■ Text section
=== Section Start ===
Author Dan Jurafsky is a professor of computational linguistics at Stanford. This book is his only non-academic work.


Notes from the book follow:

HOW TO READ MENU?

  • Jurafsky analyzed a very large dataset consisting of 6500 modern menus (describing a total of 650,000 dishes); below are insights from his analysis:

  • Very expensive restaurants mention the origins of the food more than 15 times as often as inexpensive restaurants! This obsession with provenance is a strong indicator that you are in an expensive, fancy restaurant.

  • Even on a la carte menus, a more expensive restaurant is more likely to offer a prix fixe selection, or to describe an individual dish as being composed of a “chef’s choice” or the “chef’s selection,” (“Antipasto Della Casa: The chef’s daily selection”)

  • In cheaper restaurants the diner has a lot of choice. First of all, inexpensive restaurants just have far more dishes. On average twice as many. Cheap restaurants are likely to give a choice of sizes (small, medium, or large), or a choice of proteins (chicken, shrimp, or tofu). Another linguistic cue on menus of cheap restaurants is that the word you appears much more often, in phrases like “your choice” or “your way.” Here are some examples: [“Baby lamb chops grilled to your liking”, “Marinated flank steak with eggs your way”]

  • Fancy restaurants also use fancy words. In menus from 50 to 100 years ago this often meant long French words, but now lots of other foreign words are used on fancy menus. In our sample of expensive modern menus this means words like tonnarelli, choclo, bastilla, kataifi, persillade, and oyako (from Italian, Peruvian Spanish, Arabic, Greek, French, and Japanese, respectively).
=== Section End ===
■ Recorded data
=== Section Start ===
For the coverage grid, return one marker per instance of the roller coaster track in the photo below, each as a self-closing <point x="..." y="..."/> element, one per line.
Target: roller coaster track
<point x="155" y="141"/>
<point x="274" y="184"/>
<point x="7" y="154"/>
=== Section End ===
■ What is being asked
Rewrite the menu notes starting with "HOW TO READ" and going on through "expensive, fancy restaurant.", swapping "provenance" for "origin".

■ Your response
HOW TO READ MENU?

  • Jurafsky analyzed a very large dataset consisting of 6500 modern menus (describing a total of 650,000 dishes); below are insights from his analysis:

  • Very expensive restaurants mention the origins of the food more than 15 times as often as inexpensive restaurants! This obsession with origin is a strong indicator that you are in an expensive, fancy restaurant.